> **Exercise aim**: Copy each of the items below, changing nothing.

Data listing:
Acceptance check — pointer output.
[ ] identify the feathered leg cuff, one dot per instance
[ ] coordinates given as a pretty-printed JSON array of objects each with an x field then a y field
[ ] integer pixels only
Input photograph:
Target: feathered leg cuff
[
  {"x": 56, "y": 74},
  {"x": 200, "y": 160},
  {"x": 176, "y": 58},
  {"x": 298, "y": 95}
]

> **Task solution**:
Acceptance check — pointer output.
[ ] identify the feathered leg cuff, one dot per instance
[ ] coordinates given as a pretty-printed JSON array of objects each with an x field then a y field
[ ] integer pixels only
Input photograph:
Target: feathered leg cuff
[
  {"x": 56, "y": 74},
  {"x": 200, "y": 160},
  {"x": 176, "y": 58},
  {"x": 298, "y": 95}
]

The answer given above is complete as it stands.